Excerpt to read:

========================================

The complex relationship between law, land rights and customary practices is increasingly recognized as foundational to formulating successful development policies. Similarly, the essential role of women’s economic participation to development and the current trend of gender discriminatory land and inheritance customary practices have prompted domestic civil society organizations in developing countries to use statutory provisions guaranteeing gender equality to improve women’s land tenure security. Premised on women’s need for secure land rights to enable their economic participation, this research focused on women who were most vulnerable to dispossession under customary law – divorcees and widows.

By targeting two countries with progressive legislation articulating gender equality both generally and with respect to land, Mozambique and Tanzania, surveys administered to women and community leaders identified current land practices and attitudes, and knowledge of formal land law. Within each country, surveys were conducted in rural communities which generally apply customary norms in distributing land following divorce or the death of a husband.

The overall intention was to determine whether and how laws enshrining gender equality with respect to land are more effectively applied and enforced when combined with legal empowerment programs comprising education and the provision of legal services. Through partnerships formed with domestic organizations, relevant community members were identified for survey distribution to assess whether and what kind of change NGO legal empowerment strategies have encouraged. Surveys were conducted in villages without any NGO services as a control condition, villages in which paralegals conducted legal dissemination and provided legal support, and villages in which NGOs had established paralegal offices to assist women file land rights claims in formal courts. The expectation was: statutory (top-down) interventions aimed at enhancing women’s tenure security have greater impact in modifying customary norms and practices when they are complemented with (bottom-up) legal empowerment programs to improve legal awareness and accessibility to legal remedies.

========================================

[Boundary annotation records]

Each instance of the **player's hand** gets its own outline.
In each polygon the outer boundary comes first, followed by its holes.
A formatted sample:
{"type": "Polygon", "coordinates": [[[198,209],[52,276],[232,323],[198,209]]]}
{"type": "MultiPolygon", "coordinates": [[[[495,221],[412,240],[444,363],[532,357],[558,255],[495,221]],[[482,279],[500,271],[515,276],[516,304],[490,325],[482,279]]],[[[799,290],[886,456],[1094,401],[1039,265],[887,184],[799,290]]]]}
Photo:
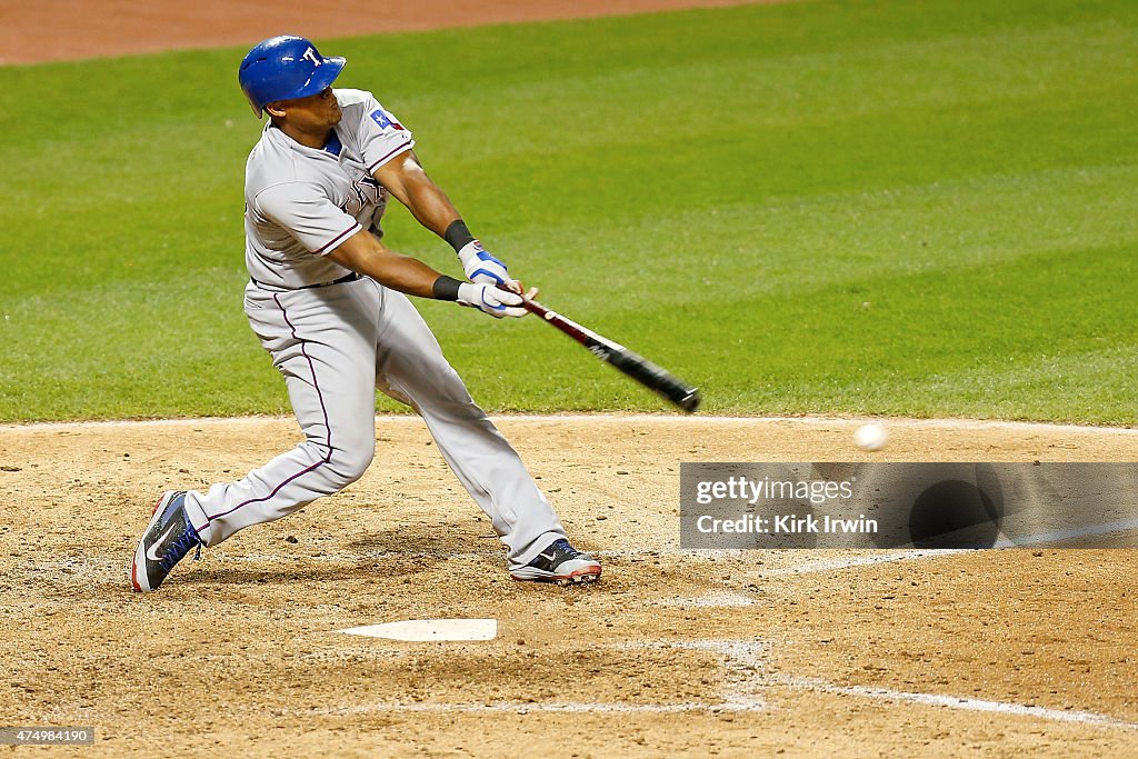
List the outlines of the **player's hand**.
{"type": "Polygon", "coordinates": [[[505,264],[488,253],[478,240],[471,240],[462,246],[459,250],[459,261],[462,262],[462,271],[471,282],[501,284],[508,290],[521,292],[521,288],[514,287],[514,281],[510,279],[505,264]]]}
{"type": "Polygon", "coordinates": [[[459,303],[463,306],[478,308],[495,319],[502,319],[503,316],[518,319],[529,313],[521,307],[521,296],[517,292],[510,292],[495,284],[480,282],[463,282],[460,284],[459,303]]]}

========================================

To do:
(a) Answer these questions about the passage on women's land rights:
(i) Which two groups of women did the research focus on?
(ii) Which two countries were targeted?
(iii) Which villages served as the control condition?
(b) Retype the passage on women's land rights, starting with "The complex relationship" and going on through "divorcees and widows.".

Results in order:
(a)
(i) Divorcees and widows.
(ii) Mozambique and Tanzania.
(iii) Villages without any NGO services.

(b)
The complex relationship between law, land rights and customary practices is increasingly recognized as foundational to formulating successful development policies. Similarly, the essential role of women’s economic participation to development and the current trend of gender discriminatory land and inheritance customary practices have prompted domestic civil society organizations in developing countries to use statutory provisions guaranteeing gender equality to improve women’s land tenure security. Premised on women’s need for secure land rights to enable their economic participation, this research focused on women who were most vulnerable to dispossession under customary law – divorcees and widows.